TEXTO DE ORIGEN
A Sergi Roch, un mallorquín de adopción y ruso de nacimiento le ha pasado de todo. Su, por el momento, último capítulo empieza así:
Capítulo III, cuando Sergi conoció a Putin
Al aterrizar en Moscú, a Sergi le sorprendió ver a toda una escolta de militares esperándolo. Al frente de la comitiva de bienvenida estaba el secretario personal del presidente ruso, Vladimir Putin. Contrariado, solo acertó a consultar a su padre que si había hecho algo. “¿Debemos dinero a alguien en Rusia?”, preguntó entre risas ante los estoicos uniformados.
Sin saber de qué iba la película, Sergi acabó subido en una furgoneta y escoltado por las sirenas por el centro de Moscú. Desde el aeropuerto hasta el hotel presidencial de la capital rusa todos los coches fueron cediendo el paso a aquellos extraños ante los ojos del mallorquín.

DATOS EXTRAÍDOS
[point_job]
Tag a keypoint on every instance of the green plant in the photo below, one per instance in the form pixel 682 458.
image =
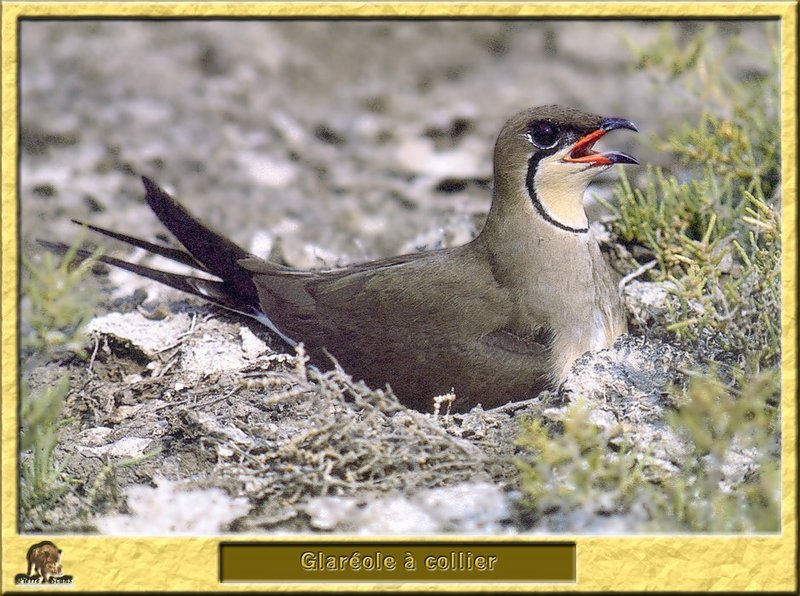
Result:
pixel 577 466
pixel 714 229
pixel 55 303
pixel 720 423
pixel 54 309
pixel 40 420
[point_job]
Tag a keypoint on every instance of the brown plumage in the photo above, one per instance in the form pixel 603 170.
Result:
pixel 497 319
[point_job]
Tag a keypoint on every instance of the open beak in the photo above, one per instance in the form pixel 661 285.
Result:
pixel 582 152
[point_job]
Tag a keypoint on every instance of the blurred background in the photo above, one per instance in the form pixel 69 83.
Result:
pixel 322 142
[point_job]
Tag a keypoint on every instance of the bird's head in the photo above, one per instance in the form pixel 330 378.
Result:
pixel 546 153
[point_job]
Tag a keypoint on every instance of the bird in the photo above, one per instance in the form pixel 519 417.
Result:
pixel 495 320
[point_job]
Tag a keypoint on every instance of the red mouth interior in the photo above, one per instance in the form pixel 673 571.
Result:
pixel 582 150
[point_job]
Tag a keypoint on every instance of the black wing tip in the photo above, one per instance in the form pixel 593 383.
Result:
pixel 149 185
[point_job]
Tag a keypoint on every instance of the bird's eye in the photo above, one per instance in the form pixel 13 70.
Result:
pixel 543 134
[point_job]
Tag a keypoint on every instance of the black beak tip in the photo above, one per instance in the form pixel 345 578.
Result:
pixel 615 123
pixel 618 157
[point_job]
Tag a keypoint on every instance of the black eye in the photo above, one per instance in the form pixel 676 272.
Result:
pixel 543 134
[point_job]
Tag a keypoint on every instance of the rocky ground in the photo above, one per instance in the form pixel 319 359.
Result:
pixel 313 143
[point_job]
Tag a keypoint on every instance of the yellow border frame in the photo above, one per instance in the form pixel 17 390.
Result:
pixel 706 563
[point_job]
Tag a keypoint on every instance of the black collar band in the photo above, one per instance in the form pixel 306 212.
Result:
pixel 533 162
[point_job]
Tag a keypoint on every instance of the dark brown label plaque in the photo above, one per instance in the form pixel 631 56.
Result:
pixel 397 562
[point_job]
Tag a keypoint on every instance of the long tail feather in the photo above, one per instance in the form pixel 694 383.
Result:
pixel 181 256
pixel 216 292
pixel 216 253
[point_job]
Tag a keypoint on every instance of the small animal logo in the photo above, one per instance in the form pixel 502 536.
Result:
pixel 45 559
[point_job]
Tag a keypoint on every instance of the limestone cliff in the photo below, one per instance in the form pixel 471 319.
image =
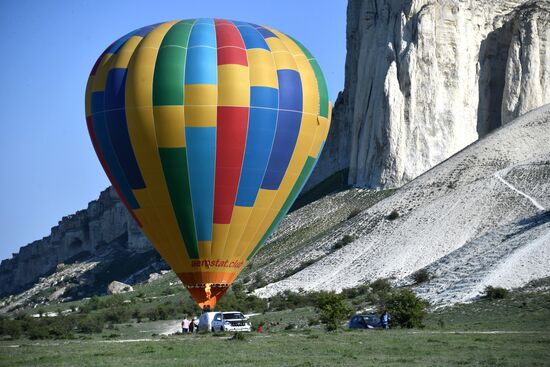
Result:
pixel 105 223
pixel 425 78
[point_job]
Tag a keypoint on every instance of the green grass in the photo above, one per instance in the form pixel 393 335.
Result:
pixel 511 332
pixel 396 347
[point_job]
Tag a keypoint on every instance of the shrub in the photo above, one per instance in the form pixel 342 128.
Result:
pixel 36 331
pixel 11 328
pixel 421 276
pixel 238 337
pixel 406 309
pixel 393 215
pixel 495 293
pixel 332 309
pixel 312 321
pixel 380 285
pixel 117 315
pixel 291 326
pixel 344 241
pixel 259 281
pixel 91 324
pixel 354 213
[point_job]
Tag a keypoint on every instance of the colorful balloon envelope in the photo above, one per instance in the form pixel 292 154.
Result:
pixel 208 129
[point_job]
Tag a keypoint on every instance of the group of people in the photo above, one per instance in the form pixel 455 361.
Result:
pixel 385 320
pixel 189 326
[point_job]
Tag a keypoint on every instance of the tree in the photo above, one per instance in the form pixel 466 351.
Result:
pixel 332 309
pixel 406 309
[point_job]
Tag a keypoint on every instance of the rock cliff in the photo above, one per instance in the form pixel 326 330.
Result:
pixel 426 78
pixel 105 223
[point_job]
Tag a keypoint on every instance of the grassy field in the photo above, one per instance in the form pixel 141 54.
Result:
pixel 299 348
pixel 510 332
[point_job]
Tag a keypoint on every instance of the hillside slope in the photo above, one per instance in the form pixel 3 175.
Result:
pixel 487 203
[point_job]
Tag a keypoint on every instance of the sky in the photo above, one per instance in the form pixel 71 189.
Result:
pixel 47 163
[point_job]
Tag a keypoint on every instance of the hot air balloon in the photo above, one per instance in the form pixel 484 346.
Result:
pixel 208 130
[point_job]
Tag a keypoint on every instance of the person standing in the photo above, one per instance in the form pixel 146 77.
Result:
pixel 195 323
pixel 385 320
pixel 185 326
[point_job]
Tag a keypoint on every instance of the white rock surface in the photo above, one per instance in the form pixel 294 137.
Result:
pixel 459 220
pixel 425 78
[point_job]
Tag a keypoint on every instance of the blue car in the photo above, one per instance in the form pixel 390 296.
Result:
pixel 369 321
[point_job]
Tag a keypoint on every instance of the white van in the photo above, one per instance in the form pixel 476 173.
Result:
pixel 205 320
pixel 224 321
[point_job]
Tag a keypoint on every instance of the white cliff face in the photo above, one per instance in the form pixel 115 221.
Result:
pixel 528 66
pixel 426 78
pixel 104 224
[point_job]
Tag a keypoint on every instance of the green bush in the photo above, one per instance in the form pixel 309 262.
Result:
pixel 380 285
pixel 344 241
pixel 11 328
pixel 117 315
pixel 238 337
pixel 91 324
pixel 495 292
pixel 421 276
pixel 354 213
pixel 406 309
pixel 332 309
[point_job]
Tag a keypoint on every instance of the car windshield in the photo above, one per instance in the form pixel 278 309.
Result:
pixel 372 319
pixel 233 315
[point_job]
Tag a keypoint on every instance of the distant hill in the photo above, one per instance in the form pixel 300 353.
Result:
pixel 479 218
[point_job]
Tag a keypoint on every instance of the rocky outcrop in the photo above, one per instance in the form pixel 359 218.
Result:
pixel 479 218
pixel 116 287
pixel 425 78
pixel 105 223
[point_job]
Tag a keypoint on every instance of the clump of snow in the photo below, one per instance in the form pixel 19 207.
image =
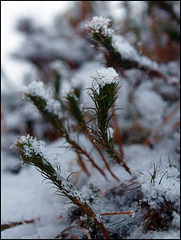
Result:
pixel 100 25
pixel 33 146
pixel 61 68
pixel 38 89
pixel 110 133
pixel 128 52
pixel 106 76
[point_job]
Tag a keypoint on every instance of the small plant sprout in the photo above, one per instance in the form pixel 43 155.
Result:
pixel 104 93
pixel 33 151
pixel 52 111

--

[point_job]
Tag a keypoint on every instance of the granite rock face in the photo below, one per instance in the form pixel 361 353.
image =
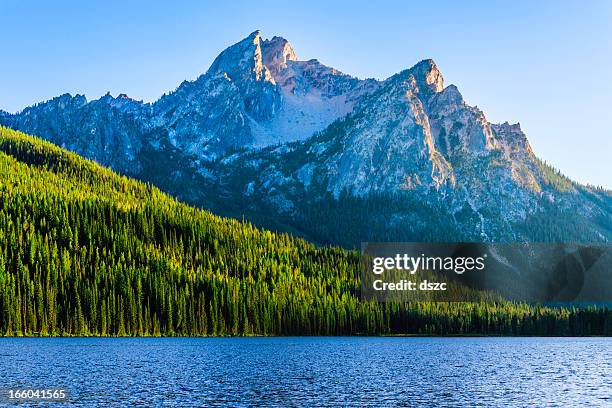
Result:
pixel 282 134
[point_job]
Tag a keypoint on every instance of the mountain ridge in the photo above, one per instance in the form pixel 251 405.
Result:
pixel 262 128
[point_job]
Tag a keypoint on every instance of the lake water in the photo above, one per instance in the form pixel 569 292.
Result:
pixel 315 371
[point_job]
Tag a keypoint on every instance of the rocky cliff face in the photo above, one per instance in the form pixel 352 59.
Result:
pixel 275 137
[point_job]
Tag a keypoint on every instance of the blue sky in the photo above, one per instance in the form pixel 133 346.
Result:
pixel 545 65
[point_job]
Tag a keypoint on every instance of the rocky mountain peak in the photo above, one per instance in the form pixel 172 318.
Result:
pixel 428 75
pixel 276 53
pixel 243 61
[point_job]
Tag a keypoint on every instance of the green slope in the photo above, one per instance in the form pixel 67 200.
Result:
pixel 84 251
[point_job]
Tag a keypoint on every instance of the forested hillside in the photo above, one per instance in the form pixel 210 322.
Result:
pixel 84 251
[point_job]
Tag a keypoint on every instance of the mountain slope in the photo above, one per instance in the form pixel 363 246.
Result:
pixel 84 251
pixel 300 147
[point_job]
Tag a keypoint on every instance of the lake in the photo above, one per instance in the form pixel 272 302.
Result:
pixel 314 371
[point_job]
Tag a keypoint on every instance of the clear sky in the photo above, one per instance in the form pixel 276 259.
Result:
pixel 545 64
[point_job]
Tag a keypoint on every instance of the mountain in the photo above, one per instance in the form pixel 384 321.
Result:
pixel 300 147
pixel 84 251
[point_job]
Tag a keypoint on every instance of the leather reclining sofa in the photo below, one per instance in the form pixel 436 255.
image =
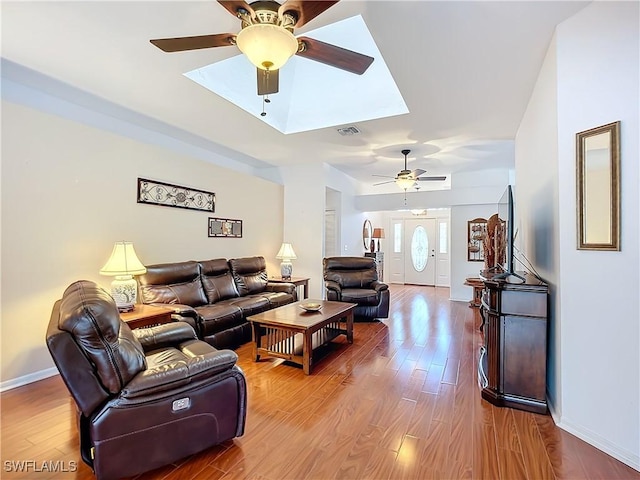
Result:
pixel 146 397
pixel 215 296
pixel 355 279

QUÉ SE PIDE
Prosiga el relato sobre la llegada de Sergi Roch a Moscú a partir de su última oración.

RESPUESTA
Instalados Sergi y su padre en una lujosísima habitación, el lugarteniente de Putin les entregó un par de sobres que, a tenor por la tensión del momento, debían custodiar con celo. Dentro iban dos invitaciones para conocer al presidente de Rusia, aunque el joven mallorquín no lo supo hasta horas después.
Sergi no habla ruso, ni pizca. Aunque por suerte para él, su padre sí. Desde hace décadas, Sebastià —como se llama— viaja recurrentemente a Rusia. Está al frente de la ONG española Infants del Món, que dedica esfuerzos a traer a niños de Siberia a las cálidas playas baleares. Así es como padre e hijo se conocieron y ese es el motivo por el que el presidente quería conocerlos, y distinguirlos con la Orden de la Amistad. Sebastià es cónsul honorario de Rusia en Baleares. Aunque esta es otra película.
La de Sergi sigue así: todavía con los nervios del solemne encuentro que debía producirse apenas dos días después de su aterrizaje, Sergi fue encarando una agenda repleta de visitas turísticas. Siempre acompañados, eso sí, de una escolta; “algo normal cuando se trata de invitados de Putin”, apostilla el mallorquín.
Las más altas esferas de la sociedad moscovita dedicaban atenciones en cada pomposo encuentro a ese joven en silla de ruedas, porque Sergi no tiene extremidades inferiores. Aunque para explicar esto hay que remontarse varios capítulos atrás.
(…)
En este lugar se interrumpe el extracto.